■ Task brief ■
Rewrite all of the entries below, swapping each "worker" for "laborer" and keeping everything else the same.

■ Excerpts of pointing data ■
◆ ◆ ◆ ◆

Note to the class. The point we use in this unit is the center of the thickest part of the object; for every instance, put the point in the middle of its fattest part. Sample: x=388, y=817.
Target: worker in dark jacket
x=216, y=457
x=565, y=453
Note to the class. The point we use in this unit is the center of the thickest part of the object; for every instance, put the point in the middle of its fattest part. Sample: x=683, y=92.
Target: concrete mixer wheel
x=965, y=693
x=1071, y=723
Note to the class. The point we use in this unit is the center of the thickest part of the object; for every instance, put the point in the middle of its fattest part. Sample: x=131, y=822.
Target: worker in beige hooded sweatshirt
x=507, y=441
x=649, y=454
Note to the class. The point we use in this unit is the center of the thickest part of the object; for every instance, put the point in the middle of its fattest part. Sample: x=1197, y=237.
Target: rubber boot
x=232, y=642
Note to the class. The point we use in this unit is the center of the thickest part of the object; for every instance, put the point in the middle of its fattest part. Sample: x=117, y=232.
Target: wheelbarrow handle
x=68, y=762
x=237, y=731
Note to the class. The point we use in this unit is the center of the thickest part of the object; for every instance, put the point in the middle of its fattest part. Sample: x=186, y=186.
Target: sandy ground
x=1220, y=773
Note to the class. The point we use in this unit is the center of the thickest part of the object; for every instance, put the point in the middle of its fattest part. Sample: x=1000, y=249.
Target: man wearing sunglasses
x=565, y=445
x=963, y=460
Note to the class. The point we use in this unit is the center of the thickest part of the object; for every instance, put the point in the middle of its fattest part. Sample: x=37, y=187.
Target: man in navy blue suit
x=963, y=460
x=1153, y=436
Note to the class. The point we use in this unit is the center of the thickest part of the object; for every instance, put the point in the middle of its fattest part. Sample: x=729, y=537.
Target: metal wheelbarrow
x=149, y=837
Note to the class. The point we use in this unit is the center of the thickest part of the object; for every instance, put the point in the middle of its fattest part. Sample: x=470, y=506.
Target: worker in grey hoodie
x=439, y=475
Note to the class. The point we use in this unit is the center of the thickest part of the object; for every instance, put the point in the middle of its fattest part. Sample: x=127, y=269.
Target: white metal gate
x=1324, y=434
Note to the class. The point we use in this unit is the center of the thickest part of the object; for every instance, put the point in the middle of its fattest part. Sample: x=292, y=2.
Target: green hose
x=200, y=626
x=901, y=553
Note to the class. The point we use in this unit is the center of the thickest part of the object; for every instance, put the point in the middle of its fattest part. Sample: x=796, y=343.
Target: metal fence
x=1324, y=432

◆ ◆ ◆ ◆

■ Final result ■
Note to the class. The point we use in this unit is the center of the thickest part of the object; for every instance, put the point in the middle of its fattest part. Sample: x=388, y=817.
Target: laborer in dark jacket
x=216, y=457
x=565, y=453
Note to the class. The point we use in this unit is the center of the thickest part of the object; for every instance, put the point in the middle of its fattest part. Sample: x=683, y=92.
Target: concrete mixer wheel
x=965, y=693
x=1071, y=723
Note to the class. The point we use in this unit is the center of the thickest part of the object; for every instance, put the point in the middle of its fattest part. Sample: x=131, y=822.
Target: laborer in beige hooded sweatshirt
x=507, y=441
x=649, y=454
Note to the class. The point we use in this unit is the center of the thickest part of the object; for every instance, put the point in the middle of its fattest part. Sample: x=1197, y=237.
Target: rubber boot
x=232, y=642
Note to the class. The point we use in this unit is the center of the thickest part of the object; for every instance, put the point in the middle of its fattest part. Sample: x=117, y=232.
Target: wheelbarrow handle
x=68, y=762
x=237, y=731
Note to the class. The point we use in this unit is the center of the thickest part of the object; for every instance, put the point in the middle of its fattest part. Sample: x=186, y=186.
Target: sandy ground
x=1220, y=773
Note to the class. The point we use in this unit is the center of the thickest part of the object; for every instance, put the point in the middle of its fattest part. Sample: x=1000, y=249.
Target: man wearing sunglasses
x=565, y=445
x=963, y=460
Note to the class. The point we use in this unit is the center of the thickest part of the object; for every instance, put the point in the middle of its fattest part. Sample: x=37, y=187.
Target: man in navy blue suit
x=963, y=460
x=1153, y=436
Note to the class. The point we use in this unit is the center of the thickest part of the object; for every instance, put the point in the middle of its fattest part. Sample: x=729, y=537.
Target: metal wheelbarrow
x=149, y=837
Note to the class. The point we use in this unit is the center of the thickest part of the object; for every instance, put the point in the middle of its fattest part. Sample: x=470, y=506.
Target: laborer in grey hoodie
x=439, y=475
Note to the class. The point we use in this unit is the center of the thickest part of the object; for every instance, put the point in the middle of its fattest part. Sample: x=127, y=269.
Target: white metal gate
x=1324, y=434
Note to the class. The point we use in this unit is the center of the thickest part of the object; for every instance, put the point in the middle of its fattest part. Sample: x=292, y=2.
Target: green hose
x=200, y=626
x=901, y=553
Note to the class. The point we use in this unit is the center of the thickest part of the object; for every instance, put the point in the middle of its fattest part. Sample: x=796, y=343.
Target: metal fence
x=1324, y=432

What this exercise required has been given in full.